The task:
Count the rows below that contain the word "asked", and reply with that number alone.

Given entries:

⟨

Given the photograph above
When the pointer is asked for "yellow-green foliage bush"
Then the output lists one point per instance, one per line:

⟩
⟨

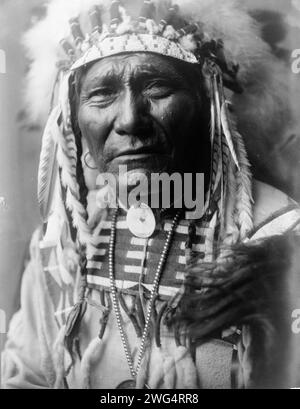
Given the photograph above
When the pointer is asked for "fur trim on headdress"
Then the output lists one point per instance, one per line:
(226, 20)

⟩

Reply to the exercise:
2